[Region pointing data]
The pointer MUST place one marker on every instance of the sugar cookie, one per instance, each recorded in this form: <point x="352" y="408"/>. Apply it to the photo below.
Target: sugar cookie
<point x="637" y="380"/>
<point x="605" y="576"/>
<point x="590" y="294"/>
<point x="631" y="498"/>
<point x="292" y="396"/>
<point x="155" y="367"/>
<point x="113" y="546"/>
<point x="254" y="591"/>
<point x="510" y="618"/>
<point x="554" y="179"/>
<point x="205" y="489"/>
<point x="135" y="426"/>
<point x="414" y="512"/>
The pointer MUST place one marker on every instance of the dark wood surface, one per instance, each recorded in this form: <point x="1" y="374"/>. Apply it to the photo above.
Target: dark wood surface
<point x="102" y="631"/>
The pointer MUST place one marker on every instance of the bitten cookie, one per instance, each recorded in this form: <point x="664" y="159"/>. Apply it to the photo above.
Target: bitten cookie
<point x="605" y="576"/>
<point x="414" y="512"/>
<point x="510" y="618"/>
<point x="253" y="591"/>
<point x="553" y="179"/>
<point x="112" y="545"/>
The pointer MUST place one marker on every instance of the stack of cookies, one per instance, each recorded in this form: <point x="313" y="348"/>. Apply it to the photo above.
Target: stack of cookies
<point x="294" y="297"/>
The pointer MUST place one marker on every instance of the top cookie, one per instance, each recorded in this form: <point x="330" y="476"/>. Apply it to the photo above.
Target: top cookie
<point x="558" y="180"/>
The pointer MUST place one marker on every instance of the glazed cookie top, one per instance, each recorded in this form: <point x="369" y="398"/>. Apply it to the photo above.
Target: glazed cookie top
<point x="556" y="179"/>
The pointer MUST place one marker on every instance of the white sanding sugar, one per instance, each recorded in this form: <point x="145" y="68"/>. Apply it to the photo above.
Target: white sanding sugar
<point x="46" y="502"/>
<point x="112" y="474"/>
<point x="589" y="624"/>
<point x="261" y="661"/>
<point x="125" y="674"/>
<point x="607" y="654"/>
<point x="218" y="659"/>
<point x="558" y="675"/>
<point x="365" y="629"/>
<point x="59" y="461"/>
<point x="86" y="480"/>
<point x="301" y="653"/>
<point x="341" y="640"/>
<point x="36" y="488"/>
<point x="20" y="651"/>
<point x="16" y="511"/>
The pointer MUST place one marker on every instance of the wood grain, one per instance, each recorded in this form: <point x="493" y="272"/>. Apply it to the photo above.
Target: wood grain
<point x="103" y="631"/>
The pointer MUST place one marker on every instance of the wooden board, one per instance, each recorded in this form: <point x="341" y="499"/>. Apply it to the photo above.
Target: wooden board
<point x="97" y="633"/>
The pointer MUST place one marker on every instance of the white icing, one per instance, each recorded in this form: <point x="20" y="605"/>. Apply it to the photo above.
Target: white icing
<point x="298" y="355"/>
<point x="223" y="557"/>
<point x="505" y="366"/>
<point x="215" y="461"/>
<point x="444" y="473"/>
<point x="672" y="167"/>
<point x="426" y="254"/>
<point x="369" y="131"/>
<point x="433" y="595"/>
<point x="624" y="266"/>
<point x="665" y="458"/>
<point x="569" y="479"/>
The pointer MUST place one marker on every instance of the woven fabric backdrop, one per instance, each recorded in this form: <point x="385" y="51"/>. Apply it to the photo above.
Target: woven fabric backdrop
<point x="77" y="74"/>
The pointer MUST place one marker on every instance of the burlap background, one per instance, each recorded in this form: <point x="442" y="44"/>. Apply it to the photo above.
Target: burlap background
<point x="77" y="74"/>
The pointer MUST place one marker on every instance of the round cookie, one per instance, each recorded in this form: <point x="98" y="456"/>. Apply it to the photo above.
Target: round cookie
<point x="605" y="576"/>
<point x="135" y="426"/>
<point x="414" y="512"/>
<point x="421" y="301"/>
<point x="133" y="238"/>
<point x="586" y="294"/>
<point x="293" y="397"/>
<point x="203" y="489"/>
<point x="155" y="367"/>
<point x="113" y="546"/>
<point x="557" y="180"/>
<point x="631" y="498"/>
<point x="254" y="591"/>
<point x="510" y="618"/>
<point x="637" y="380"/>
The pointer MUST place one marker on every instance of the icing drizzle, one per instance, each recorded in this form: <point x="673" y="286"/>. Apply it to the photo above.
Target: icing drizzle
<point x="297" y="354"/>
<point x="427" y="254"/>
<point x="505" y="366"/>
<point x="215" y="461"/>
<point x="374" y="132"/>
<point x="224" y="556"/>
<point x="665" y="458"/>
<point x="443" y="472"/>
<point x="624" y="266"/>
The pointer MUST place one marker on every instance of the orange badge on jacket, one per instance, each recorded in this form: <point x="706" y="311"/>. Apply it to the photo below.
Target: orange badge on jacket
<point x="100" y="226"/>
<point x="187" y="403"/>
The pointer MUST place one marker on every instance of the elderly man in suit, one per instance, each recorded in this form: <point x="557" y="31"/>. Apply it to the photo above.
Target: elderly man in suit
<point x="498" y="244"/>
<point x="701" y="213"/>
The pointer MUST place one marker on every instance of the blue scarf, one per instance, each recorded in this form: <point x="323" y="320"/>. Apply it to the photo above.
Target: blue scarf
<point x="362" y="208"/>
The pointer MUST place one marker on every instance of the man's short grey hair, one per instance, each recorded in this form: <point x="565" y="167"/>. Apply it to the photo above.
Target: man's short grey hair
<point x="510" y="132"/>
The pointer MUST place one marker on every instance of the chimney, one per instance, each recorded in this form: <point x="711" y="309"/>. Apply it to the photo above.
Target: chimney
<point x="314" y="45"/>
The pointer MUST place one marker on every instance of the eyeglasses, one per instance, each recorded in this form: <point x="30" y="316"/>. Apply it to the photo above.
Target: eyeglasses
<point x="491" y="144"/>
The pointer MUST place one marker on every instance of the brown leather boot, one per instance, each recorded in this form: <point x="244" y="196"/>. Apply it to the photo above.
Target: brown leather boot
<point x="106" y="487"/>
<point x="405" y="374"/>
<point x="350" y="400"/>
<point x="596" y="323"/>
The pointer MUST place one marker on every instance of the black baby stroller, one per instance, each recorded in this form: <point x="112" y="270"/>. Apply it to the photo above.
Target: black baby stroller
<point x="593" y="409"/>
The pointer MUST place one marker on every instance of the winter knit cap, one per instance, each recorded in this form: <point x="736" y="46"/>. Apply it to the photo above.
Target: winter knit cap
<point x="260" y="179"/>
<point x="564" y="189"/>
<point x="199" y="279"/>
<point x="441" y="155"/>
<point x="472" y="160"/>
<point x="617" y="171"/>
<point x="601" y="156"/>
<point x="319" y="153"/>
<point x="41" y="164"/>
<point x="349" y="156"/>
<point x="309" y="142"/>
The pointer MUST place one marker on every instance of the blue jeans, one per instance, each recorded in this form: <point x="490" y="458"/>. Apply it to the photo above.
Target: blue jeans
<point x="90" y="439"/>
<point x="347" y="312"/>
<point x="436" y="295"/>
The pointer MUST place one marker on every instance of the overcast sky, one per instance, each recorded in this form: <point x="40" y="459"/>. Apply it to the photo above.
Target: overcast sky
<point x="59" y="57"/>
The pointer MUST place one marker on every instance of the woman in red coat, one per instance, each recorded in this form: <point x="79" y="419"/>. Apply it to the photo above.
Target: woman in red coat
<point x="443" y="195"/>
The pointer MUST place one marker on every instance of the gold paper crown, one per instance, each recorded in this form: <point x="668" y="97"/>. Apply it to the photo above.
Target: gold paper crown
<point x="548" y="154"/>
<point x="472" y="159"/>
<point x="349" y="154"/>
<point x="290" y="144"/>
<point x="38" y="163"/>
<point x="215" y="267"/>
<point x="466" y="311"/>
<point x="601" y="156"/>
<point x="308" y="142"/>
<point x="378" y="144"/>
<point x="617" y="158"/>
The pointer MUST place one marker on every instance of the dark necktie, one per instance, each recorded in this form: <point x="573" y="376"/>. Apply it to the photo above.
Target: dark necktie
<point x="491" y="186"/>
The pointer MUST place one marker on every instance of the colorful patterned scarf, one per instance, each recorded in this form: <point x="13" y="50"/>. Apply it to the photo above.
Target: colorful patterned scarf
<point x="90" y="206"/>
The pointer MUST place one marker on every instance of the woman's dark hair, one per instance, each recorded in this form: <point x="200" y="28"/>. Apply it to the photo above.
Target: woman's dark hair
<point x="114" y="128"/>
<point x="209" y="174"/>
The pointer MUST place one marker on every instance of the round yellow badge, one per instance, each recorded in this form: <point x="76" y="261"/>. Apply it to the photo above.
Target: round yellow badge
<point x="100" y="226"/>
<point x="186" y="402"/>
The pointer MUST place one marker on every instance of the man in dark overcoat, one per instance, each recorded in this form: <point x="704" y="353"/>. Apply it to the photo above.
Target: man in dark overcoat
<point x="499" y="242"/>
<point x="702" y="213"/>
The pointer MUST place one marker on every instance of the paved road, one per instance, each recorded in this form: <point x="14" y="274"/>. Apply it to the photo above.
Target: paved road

EXERCISE DESCRIPTION: Your answer must be the lines from the one with "Target: colorful patterned scarf" through the last line of the data, repeated exactly and with nothing else.

TASK ANSWER:
Target: colorful patterned scarf
<point x="90" y="206"/>
The pointer MUST place one marker on every instance of the woman's dark hair, one per instance, each recorded in this form: <point x="200" y="28"/>. Apply it to the photo above.
Target: woman's dark hair
<point x="114" y="128"/>
<point x="209" y="174"/>
The pointer MUST place one marker on every instance of the round yellow badge, one per instance, each recorded in this form: <point x="76" y="261"/>. Apply it to the photo above.
Target: round yellow badge
<point x="100" y="226"/>
<point x="186" y="402"/>
The pointer MUST place one marker on every instance of the man in dark overcoat, one per instance, each recorded in this form: <point x="704" y="353"/>. Apply it to the photo above.
Target: man in dark overcoat
<point x="499" y="242"/>
<point x="702" y="213"/>
The pointer MUST place one marker on every instance of the paved road, one per instance, each recorded in this form: <point x="14" y="274"/>. Apply it to the photo above.
Target: paved road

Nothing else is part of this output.